_Page text_.

Published February 16, 2006
In a new study of men who got penis-lengthening surgery, most patients weren’t satisfied with the results.
The surgery added half an inch, on average, to penis length. That’s based on the length of the flaccid, stretched penis.
“Overall, only 35 percent of the patients were satisfied with the outcome of surgery,” write urologist David Ralph, BSc, FRCS, and colleagues in European Urology.
The researchers work in London at St. Peter’s Andrology Centre and Institute of Urology. They studied 42 men who got penis-lengthening surgery from September 1998 to January 2005.
The surgical technique used was division of the penile suspensory ligament. This is the most common penis-lengthening surgery and allows the penis to hang lower.
Some men also got a spacer inserted to prevent the ligament’s reattachment. Three patients also had excess fat removed from the pubic area. The use of the spacer seemed to bring the best results, but didn’t change the findings, the researchers note.

_Work order 1_. In the penis-lengthening surgery article, how many men did the researchers study?
_Work order 2_. Pick up the penis-lengthening surgery article after its final sentence and keep writing it.
The entries after this point are separate material, not part of the penis-lengthening surgery article.

Entries excerpted from a collection:

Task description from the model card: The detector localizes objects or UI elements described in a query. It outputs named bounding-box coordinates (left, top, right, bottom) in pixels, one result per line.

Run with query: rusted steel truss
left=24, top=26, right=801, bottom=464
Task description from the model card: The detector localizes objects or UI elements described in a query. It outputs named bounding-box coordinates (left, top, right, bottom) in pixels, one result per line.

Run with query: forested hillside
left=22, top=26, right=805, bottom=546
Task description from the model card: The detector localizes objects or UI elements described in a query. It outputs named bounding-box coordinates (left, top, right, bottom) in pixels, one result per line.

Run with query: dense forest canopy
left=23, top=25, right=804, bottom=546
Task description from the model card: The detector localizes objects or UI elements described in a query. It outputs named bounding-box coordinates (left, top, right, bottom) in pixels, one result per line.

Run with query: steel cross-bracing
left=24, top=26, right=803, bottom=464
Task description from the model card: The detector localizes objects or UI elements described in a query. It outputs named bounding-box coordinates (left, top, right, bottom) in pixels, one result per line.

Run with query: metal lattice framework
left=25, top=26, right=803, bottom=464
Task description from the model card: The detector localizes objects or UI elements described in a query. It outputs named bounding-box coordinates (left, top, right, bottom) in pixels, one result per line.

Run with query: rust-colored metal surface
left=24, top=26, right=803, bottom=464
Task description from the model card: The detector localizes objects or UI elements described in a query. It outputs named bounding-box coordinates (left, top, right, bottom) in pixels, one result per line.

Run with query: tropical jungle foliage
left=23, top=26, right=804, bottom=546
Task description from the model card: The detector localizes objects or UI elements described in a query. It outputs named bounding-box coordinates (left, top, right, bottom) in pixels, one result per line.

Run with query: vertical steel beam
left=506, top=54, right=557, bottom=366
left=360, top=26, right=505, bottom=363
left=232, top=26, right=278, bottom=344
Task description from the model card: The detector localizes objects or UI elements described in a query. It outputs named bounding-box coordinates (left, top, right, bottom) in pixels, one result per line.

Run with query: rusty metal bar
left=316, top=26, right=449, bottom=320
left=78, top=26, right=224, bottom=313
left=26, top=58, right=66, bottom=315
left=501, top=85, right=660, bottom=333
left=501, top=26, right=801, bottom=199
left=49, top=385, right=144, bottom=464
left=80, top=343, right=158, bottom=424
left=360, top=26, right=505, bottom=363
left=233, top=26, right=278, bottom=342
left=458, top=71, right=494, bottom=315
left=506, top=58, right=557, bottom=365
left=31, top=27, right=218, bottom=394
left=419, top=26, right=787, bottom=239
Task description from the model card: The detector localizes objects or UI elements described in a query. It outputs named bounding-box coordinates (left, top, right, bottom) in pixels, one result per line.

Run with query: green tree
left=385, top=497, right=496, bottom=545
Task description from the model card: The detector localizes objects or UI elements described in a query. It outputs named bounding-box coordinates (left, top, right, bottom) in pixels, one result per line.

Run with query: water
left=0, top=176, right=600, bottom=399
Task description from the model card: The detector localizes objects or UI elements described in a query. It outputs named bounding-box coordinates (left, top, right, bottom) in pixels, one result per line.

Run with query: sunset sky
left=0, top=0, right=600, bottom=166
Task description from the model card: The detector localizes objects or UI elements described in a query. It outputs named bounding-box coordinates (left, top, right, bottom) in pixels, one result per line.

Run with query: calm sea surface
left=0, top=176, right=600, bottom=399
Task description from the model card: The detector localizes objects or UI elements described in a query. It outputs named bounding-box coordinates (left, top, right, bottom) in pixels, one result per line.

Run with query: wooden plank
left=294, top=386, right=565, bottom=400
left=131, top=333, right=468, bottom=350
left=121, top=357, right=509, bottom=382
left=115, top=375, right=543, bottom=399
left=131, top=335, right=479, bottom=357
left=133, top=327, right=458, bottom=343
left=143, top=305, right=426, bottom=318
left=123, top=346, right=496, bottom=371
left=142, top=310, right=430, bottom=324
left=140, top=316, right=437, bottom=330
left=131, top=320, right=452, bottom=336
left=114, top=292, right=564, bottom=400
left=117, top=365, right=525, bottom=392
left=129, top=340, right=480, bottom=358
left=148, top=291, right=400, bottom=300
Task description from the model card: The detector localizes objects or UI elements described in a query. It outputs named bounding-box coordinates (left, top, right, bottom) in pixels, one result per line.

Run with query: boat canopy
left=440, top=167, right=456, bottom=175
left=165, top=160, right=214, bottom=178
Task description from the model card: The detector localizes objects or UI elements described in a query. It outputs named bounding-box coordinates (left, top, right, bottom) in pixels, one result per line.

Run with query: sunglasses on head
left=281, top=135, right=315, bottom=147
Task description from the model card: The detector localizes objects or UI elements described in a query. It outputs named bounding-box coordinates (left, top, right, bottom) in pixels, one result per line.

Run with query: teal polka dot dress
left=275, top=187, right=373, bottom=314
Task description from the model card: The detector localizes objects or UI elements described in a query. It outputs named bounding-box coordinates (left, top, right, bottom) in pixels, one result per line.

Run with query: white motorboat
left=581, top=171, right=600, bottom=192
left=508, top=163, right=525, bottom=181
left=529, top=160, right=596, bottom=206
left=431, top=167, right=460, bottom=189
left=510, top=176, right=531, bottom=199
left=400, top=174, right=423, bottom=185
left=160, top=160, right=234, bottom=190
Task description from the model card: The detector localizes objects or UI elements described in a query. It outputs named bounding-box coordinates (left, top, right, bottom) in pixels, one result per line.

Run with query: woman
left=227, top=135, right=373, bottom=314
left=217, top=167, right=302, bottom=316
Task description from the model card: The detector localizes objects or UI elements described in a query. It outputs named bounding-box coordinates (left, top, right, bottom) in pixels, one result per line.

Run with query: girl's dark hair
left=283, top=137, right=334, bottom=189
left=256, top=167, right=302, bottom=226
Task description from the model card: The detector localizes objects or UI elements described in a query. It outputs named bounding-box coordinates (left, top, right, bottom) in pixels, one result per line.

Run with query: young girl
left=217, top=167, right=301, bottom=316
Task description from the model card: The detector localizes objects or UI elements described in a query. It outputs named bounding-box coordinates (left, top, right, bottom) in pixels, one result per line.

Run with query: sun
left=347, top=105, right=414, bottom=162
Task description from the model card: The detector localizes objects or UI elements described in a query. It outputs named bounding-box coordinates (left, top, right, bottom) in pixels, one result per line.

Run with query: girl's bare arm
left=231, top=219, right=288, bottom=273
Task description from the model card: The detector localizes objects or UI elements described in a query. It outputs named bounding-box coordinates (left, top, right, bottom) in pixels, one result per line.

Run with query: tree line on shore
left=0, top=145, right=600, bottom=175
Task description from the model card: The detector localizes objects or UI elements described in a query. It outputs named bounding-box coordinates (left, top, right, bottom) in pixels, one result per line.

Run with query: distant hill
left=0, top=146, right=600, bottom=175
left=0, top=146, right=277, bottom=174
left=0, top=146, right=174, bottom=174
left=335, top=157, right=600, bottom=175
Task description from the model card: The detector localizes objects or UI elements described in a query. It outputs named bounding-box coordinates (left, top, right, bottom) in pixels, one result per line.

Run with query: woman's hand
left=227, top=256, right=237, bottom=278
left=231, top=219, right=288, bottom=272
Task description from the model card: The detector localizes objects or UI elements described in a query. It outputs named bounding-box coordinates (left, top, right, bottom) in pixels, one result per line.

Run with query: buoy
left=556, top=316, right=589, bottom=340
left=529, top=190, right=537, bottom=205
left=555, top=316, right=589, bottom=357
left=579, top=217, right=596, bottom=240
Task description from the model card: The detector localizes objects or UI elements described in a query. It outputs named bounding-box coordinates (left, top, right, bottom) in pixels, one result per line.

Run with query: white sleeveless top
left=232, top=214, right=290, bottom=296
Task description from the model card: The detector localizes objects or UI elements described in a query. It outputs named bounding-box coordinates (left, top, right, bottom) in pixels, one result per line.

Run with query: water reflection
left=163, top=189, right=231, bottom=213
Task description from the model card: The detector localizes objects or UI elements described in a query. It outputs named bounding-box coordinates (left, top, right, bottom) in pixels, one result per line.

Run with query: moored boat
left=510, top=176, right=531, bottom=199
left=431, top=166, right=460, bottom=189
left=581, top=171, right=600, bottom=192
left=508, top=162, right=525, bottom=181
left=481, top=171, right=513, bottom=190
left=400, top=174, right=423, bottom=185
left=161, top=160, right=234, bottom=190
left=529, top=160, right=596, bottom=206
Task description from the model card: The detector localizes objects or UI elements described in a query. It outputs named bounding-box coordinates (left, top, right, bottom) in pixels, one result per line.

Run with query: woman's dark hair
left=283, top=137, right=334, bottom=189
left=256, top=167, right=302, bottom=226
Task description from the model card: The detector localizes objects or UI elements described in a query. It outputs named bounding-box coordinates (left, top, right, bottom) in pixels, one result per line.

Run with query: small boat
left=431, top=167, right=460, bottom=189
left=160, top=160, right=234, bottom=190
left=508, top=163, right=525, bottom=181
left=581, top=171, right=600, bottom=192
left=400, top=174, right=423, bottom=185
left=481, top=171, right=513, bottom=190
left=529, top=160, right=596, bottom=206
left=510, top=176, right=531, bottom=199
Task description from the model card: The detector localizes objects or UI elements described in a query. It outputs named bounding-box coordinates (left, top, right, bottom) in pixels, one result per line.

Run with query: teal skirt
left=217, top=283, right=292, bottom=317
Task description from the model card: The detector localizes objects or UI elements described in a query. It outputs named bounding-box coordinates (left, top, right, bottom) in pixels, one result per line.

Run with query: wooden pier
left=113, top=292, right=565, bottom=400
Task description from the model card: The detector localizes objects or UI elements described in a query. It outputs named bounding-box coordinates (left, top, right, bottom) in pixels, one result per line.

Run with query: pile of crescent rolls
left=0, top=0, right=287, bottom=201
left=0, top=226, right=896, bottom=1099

_Result 1_. 42 men.

_Result 2_.
Most of the men who were studied actually had normal-sized penises and were preoccupied with the idea that their penises should be longer, the researchers note.This preoccupation with an imagined problem in penile appearance is called penile dysmorphic disorder.
“The most common scenario in patients with penile dysmorphic disorder consisted of anxiety and embarrassment arising from changing in front of others, that is, the ‘locker room’ syndrome,” Ralph’s team writes.
Men with penile dysmorphic disorder were particularly likely to be dissatisfied with the surgery’s results. The study shows that only 27% of those men reported being content with the surgery’s outcome.
“Men with penile dysmorphic disorder often have unrealistic expectations regarding the outcome of surgical intervention and should be encouraged to seek psychological help primarily, with surgery reserved as the last resort,” write Ralph and colleagues.
They add that before penis-lengthening surgery, “all patients should have a psychiatric assessment” and a clear understanding of the procedure’s limits.
A journal editorial praises the study, calling penile enlargement “a very controversial procedure” that needs more scientific study.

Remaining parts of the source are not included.